#### To do:
Exactly as they appear below, repeat the lines from the one with "Target: dry grass" through the one with "Target: tree", and no others.

(Extracted records)
· · · ·
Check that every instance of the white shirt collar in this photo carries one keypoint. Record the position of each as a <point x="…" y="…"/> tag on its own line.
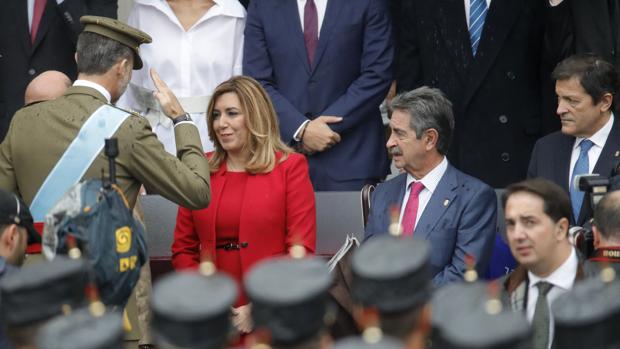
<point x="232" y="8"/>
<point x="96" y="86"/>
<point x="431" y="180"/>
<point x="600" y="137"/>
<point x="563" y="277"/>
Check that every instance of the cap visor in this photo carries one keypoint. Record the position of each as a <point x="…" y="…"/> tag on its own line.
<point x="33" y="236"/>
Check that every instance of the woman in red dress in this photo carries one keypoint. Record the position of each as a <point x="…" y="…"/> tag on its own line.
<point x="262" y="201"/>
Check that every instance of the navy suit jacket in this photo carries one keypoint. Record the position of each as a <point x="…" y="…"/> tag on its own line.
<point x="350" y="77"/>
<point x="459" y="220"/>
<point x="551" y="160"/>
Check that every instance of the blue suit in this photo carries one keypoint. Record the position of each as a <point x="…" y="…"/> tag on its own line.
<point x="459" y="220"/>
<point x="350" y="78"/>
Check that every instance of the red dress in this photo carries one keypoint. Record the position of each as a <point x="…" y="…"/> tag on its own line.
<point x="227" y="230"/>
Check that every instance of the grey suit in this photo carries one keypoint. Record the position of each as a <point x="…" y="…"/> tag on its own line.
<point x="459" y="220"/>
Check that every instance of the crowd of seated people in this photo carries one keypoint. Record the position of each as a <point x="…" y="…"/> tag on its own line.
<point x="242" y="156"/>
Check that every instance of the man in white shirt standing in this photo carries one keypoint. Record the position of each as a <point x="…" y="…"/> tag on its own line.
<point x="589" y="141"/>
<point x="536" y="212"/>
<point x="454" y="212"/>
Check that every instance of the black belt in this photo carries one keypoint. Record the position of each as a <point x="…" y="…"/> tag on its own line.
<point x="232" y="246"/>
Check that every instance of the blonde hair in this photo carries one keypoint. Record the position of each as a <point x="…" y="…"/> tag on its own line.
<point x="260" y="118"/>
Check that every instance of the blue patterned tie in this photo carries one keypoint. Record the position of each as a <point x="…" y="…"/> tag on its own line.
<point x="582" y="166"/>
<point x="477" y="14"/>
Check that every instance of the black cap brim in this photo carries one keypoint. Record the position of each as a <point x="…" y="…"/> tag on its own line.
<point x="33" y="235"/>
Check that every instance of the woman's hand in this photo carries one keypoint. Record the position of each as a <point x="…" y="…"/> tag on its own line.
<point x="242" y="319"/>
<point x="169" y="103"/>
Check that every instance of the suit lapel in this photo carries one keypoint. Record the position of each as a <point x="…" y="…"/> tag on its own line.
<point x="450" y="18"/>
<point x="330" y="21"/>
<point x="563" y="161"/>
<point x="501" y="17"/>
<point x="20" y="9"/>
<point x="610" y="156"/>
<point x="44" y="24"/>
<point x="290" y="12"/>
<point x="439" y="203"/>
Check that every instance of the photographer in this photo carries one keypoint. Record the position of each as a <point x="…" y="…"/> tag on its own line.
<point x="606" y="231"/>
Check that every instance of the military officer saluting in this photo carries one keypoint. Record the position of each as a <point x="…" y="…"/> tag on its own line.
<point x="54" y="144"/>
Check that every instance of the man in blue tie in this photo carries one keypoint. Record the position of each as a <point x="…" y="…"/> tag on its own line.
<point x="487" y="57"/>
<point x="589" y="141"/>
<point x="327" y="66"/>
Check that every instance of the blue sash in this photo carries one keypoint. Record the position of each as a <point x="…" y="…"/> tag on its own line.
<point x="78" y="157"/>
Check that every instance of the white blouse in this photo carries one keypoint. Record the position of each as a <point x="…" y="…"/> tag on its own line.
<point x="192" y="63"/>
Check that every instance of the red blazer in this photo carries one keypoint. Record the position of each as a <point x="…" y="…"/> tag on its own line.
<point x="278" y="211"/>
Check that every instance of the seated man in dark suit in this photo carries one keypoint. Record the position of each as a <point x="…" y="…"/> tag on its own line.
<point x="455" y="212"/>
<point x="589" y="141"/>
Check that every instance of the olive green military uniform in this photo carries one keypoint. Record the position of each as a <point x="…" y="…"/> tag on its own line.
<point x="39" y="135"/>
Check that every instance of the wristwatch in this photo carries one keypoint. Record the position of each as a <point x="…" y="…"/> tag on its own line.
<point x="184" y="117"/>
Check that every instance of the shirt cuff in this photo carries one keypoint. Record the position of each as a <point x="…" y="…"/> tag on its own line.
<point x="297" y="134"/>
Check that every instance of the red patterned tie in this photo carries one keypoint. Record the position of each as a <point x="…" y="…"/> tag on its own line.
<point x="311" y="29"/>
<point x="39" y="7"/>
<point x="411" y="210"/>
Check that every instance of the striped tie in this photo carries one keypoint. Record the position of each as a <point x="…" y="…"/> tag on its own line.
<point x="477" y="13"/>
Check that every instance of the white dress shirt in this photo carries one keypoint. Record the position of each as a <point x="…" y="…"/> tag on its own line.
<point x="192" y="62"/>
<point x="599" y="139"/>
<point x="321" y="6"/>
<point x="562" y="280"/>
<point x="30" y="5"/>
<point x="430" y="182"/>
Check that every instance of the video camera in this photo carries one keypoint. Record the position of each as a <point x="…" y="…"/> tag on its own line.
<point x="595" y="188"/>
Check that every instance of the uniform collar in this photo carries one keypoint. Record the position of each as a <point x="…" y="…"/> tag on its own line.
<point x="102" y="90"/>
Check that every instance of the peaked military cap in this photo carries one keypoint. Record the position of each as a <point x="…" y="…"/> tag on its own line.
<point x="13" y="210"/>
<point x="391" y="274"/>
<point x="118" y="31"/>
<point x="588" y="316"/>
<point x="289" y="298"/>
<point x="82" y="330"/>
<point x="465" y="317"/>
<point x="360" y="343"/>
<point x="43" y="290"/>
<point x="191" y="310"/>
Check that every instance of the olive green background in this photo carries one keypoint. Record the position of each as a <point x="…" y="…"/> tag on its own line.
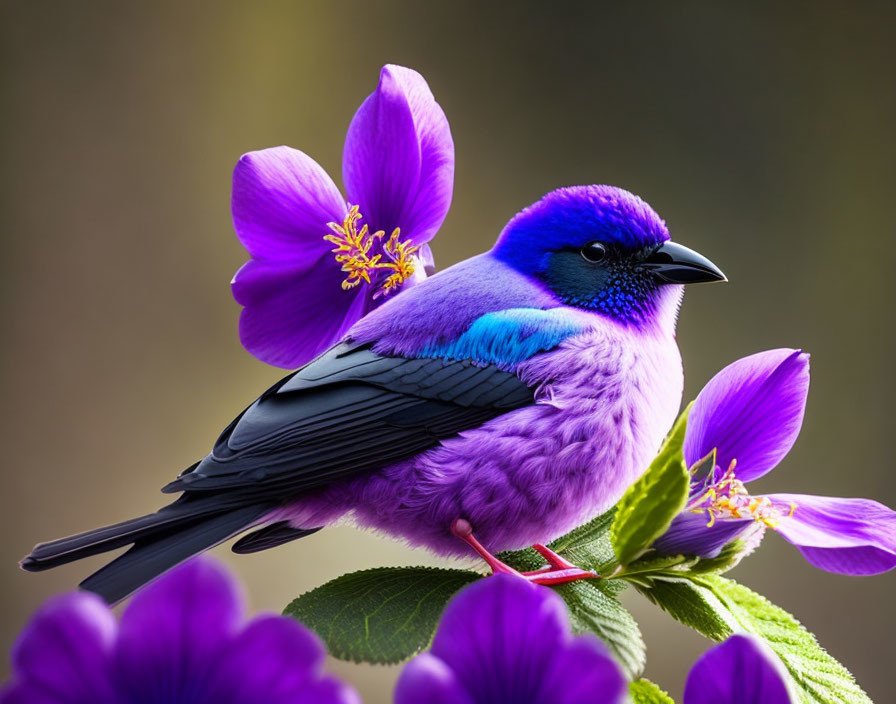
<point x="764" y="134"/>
· · · ·
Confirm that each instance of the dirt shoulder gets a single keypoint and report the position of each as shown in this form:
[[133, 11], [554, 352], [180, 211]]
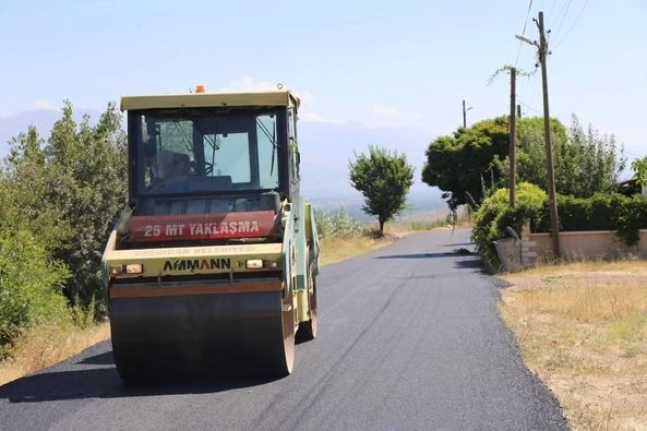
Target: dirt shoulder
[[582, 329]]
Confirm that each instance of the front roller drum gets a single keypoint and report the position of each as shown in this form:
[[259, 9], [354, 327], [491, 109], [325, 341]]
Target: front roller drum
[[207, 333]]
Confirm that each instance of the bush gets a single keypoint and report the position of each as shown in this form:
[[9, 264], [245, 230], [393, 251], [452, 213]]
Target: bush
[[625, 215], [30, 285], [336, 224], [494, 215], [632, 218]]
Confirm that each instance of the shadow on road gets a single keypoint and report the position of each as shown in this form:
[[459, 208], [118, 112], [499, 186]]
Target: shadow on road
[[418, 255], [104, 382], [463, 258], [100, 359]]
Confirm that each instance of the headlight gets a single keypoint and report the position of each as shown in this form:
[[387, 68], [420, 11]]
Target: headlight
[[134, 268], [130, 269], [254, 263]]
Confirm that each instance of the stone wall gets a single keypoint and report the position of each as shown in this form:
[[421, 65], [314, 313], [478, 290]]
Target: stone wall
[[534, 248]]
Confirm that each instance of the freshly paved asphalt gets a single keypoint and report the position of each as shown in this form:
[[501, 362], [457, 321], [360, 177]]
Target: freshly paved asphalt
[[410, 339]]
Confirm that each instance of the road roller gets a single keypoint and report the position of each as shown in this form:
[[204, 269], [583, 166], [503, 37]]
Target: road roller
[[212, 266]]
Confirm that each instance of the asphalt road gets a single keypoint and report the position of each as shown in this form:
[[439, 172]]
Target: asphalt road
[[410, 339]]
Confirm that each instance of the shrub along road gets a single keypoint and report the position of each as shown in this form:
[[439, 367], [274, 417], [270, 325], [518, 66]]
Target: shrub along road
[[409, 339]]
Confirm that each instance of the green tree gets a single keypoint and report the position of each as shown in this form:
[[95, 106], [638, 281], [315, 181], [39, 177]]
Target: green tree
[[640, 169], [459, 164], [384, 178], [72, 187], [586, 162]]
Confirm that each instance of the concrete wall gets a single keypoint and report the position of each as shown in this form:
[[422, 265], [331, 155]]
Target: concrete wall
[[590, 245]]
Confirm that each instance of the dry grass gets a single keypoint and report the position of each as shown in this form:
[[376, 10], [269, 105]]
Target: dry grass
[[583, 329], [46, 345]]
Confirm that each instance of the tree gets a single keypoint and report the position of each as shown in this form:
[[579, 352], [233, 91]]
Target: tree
· · · ·
#### Written solution:
Target: dry grass
[[583, 329], [46, 345]]
Confirm that each instance of the tree gets a single keypoint and report the position of each as shown in this form:
[[579, 352], [233, 91]]
Target: tree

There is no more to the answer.